(Source records)

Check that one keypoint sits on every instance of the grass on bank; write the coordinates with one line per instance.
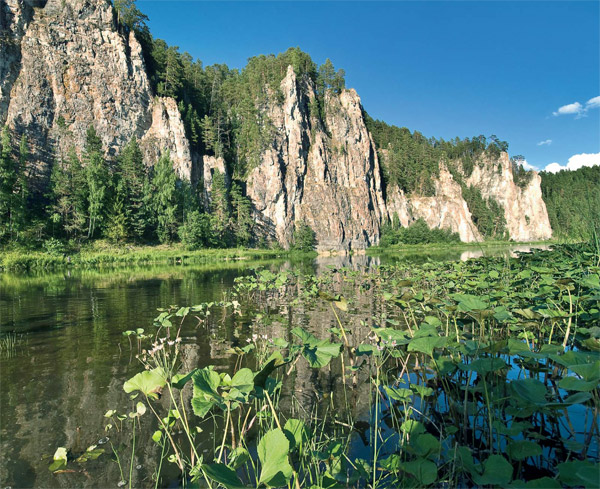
(101, 253)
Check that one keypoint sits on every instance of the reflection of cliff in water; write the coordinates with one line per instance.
(56, 389)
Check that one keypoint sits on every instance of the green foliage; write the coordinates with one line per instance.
(573, 202)
(131, 187)
(13, 188)
(417, 233)
(164, 198)
(96, 174)
(242, 222)
(470, 344)
(69, 191)
(411, 161)
(129, 16)
(521, 176)
(197, 231)
(304, 238)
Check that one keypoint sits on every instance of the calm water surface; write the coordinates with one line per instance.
(70, 366)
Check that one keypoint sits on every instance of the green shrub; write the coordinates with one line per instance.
(304, 238)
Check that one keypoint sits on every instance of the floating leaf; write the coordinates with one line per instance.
(522, 449)
(422, 469)
(273, 450)
(222, 474)
(296, 432)
(427, 344)
(497, 471)
(179, 380)
(574, 384)
(530, 390)
(273, 362)
(148, 382)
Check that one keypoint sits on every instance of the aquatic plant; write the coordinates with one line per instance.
(482, 373)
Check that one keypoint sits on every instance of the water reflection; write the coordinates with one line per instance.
(55, 390)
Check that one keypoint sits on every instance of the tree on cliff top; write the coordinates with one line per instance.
(129, 16)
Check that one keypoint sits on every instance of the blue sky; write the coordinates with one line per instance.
(445, 68)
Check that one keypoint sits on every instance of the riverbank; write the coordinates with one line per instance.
(101, 254)
(104, 254)
(406, 248)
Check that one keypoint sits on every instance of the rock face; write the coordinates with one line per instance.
(68, 67)
(446, 210)
(524, 208)
(64, 65)
(330, 182)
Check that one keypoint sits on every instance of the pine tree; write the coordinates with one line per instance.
(20, 191)
(117, 219)
(131, 172)
(8, 179)
(243, 222)
(69, 195)
(219, 200)
(164, 198)
(97, 181)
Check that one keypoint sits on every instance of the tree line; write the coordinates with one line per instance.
(125, 200)
(573, 202)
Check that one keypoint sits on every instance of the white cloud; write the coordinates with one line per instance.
(574, 108)
(578, 109)
(575, 162)
(593, 103)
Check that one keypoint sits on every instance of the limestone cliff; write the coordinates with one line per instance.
(65, 65)
(446, 209)
(68, 67)
(524, 208)
(330, 181)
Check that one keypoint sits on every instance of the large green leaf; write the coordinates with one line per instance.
(223, 475)
(205, 394)
(422, 469)
(148, 382)
(273, 362)
(574, 384)
(529, 390)
(273, 450)
(317, 352)
(497, 471)
(468, 302)
(427, 344)
(522, 449)
(484, 365)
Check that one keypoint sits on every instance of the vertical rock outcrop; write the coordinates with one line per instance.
(65, 65)
(330, 181)
(70, 67)
(524, 208)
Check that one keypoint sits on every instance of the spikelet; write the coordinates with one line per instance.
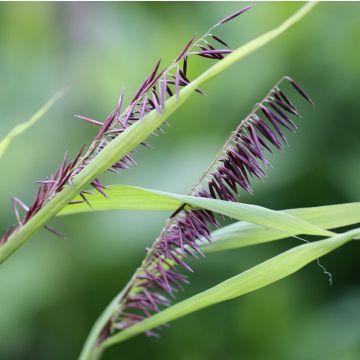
(152, 94)
(242, 158)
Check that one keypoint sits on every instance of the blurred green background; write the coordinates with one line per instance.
(52, 290)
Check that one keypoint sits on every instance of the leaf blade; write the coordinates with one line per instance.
(20, 128)
(285, 222)
(255, 278)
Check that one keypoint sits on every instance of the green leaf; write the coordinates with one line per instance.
(136, 134)
(125, 195)
(20, 128)
(255, 278)
(243, 234)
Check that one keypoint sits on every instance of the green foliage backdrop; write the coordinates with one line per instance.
(52, 290)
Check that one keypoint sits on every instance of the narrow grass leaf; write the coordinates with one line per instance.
(20, 128)
(255, 278)
(125, 196)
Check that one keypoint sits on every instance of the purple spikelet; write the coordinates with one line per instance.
(241, 159)
(152, 94)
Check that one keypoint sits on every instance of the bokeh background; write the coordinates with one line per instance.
(52, 290)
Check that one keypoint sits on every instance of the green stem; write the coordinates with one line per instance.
(134, 135)
(91, 350)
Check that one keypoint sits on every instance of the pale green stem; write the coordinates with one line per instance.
(134, 135)
(91, 349)
(255, 278)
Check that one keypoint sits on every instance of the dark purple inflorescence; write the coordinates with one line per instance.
(242, 158)
(151, 95)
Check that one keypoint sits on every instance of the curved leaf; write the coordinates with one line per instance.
(125, 195)
(243, 234)
(255, 278)
(20, 128)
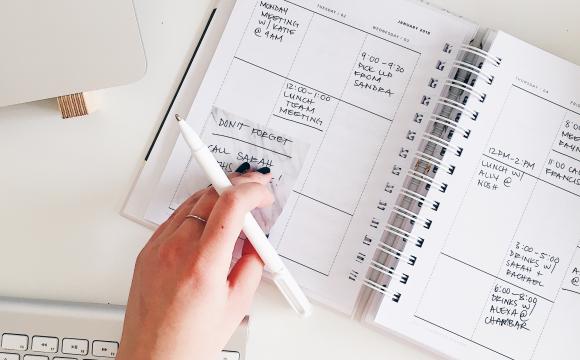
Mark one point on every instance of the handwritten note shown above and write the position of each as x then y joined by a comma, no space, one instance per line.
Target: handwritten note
234,140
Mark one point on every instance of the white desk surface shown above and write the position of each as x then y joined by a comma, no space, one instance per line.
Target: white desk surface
63,182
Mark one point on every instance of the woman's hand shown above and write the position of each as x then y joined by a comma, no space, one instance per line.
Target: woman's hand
185,303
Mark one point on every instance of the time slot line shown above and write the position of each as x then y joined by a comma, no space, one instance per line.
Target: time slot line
353,27
572,291
566,155
533,176
498,278
321,92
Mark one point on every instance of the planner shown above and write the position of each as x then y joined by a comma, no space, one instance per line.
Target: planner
435,193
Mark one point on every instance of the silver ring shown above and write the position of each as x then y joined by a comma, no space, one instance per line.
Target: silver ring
196,218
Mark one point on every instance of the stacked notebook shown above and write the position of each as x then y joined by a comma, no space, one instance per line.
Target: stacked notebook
440,197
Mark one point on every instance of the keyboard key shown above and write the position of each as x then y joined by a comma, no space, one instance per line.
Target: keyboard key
14,342
44,344
105,348
35,357
75,347
5,356
229,355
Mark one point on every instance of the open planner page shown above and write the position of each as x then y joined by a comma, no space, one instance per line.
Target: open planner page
338,76
499,274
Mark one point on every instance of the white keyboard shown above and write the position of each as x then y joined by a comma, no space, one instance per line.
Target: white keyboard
44,330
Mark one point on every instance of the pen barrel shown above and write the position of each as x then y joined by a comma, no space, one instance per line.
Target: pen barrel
262,245
213,170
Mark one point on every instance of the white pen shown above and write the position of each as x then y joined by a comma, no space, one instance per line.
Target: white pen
280,273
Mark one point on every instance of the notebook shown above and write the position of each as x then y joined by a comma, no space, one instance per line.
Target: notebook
440,196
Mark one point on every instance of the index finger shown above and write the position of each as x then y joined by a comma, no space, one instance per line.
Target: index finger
226,220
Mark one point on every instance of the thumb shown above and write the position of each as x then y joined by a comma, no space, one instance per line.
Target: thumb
244,279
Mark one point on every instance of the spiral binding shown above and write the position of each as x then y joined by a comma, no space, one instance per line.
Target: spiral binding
420,180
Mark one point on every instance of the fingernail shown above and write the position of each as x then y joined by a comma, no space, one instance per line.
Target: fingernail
243,168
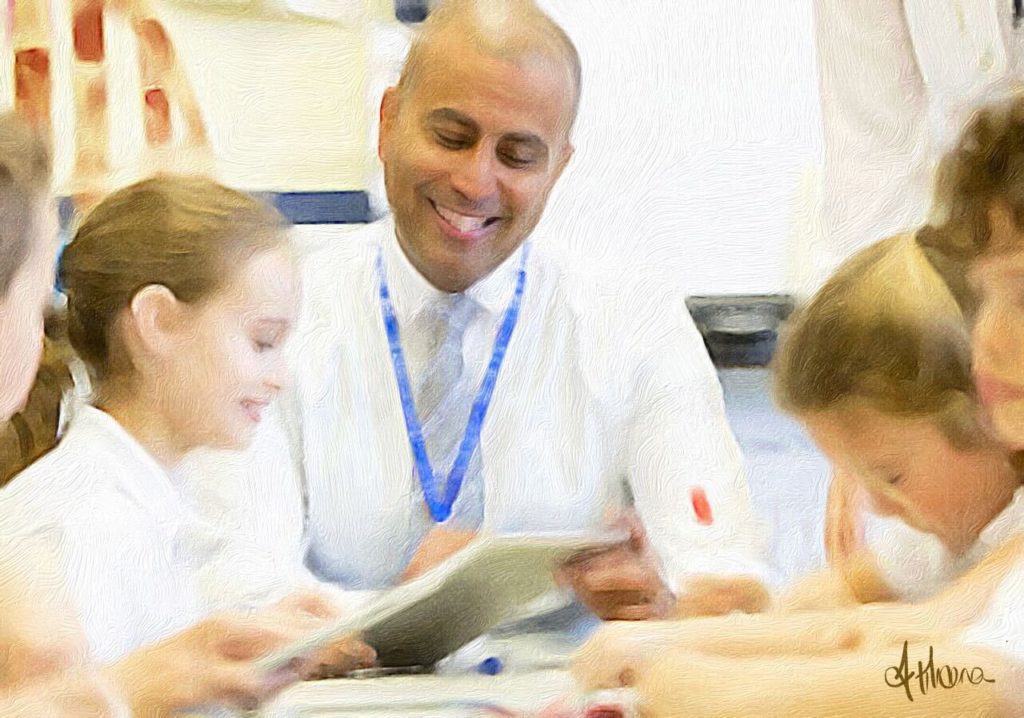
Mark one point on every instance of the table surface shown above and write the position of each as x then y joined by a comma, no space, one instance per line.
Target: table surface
435,695
536,675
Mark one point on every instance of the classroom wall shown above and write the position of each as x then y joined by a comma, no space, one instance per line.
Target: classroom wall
697,144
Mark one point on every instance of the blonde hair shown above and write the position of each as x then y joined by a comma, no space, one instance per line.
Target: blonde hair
187,234
884,332
25,186
985,167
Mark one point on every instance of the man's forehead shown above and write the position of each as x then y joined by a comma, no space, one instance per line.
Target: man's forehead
520,96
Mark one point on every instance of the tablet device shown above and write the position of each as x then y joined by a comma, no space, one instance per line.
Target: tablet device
421,622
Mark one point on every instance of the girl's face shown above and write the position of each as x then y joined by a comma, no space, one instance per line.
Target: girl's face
911,470
22,314
997,342
228,362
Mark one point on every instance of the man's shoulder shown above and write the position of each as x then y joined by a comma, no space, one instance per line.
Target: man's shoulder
615,298
332,255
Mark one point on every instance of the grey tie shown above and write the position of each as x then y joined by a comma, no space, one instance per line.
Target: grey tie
443,403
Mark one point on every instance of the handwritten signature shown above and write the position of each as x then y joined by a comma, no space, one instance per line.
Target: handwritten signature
930,676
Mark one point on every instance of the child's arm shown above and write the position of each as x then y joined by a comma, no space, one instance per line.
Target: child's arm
863,683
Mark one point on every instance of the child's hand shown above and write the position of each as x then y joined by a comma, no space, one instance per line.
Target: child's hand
439,544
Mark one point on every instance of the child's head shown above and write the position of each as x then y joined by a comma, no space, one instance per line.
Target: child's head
878,368
180,295
28,246
978,231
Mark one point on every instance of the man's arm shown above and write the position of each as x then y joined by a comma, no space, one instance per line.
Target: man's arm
686,471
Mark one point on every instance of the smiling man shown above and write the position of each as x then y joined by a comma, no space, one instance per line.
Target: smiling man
453,378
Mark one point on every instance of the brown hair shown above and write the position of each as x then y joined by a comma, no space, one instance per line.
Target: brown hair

ACTIVITY: Going through the entries above, report how many lines contain the word "brown", with no other text.

YOUR SOLUTION: 2